● **Records for the exercise**

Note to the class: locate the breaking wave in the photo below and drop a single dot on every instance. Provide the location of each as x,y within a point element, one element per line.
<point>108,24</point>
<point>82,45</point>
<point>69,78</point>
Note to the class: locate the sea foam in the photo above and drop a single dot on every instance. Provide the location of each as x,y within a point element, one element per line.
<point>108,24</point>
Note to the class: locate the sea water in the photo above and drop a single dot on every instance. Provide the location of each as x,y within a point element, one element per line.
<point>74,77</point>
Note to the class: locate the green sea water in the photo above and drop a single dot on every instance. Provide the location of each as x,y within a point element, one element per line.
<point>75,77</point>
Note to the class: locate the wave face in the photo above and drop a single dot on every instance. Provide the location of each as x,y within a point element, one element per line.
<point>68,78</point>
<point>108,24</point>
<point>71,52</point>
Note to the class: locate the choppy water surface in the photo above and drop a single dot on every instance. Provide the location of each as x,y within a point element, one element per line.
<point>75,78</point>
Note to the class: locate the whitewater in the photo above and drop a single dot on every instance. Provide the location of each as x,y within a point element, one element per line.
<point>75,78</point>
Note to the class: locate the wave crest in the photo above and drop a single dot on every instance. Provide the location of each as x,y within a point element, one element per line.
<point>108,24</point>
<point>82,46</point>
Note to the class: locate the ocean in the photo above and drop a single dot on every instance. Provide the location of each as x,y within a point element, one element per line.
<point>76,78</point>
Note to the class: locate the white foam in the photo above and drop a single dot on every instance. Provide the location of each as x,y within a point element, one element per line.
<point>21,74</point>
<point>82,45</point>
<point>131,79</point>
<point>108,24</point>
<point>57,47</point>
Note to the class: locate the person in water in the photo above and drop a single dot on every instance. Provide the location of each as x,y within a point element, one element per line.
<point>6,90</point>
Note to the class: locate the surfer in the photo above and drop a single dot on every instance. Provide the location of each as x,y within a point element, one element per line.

● **What to produce**
Each record above needs to be set down again, word for word.

● **Exercise response**
Note to the class: locate the breaking wave in the photo below and drop a single dot on every instance. Provide the location of each as x,y within a point element, one element per line.
<point>108,24</point>
<point>82,45</point>
<point>69,78</point>
Note to the class: locate the sea foam in the photo above and drop a single dot on every instance. Provide the location of each as x,y within a point element, one element per line.
<point>108,24</point>
Note to the class: locate the sea water in the photo above and drop a single dot on every instance. Provide the location of each as x,y within a point element, one element per line.
<point>74,77</point>
Note to the class: locate the green sea water in the photo above and drop a single dot on every instance. Provide the location of each as x,y within a point element, one element per line.
<point>75,77</point>
Note to the class: locate the wave face in the photo above and drop a single dot on every instance. Provide the location of each as x,y within a point element, one element per line.
<point>68,78</point>
<point>108,24</point>
<point>71,52</point>
Note to the class: locate the choppy water surface in the photo above and drop a single dot on every instance. Provide the location of each as x,y within a point element, one element per line.
<point>75,78</point>
Note to the class: locate the whitewater in the photo above and drop a single dot on every instance. Provide the location of each as x,y within a point element, one element per line.
<point>75,78</point>
Note to the class: locate the wave crest in the photo above and drop a single dot on every instance. Provide the location of each as x,y within a point element, one element per line.
<point>108,24</point>
<point>82,46</point>
Note to the class: locate the ocean in the photo above and drop a single dot on every instance. Provide the location of each as x,y within a point element, one element per line.
<point>76,78</point>
Note to the class: locate the white foam in the photo above and drop a single dot on every instance. Provide the location of each as x,y within a point element, one element per line.
<point>21,74</point>
<point>82,45</point>
<point>131,79</point>
<point>108,24</point>
<point>57,47</point>
Note to the class: locate the person in water in the photo above and drop a single dot on every instance. Provide the location of each as x,y within a point element, one element per line.
<point>6,90</point>
Note to the class: locate the surfer in the photo above and drop a single dot on every instance. Provide the location of each as x,y within a point element, one element per line.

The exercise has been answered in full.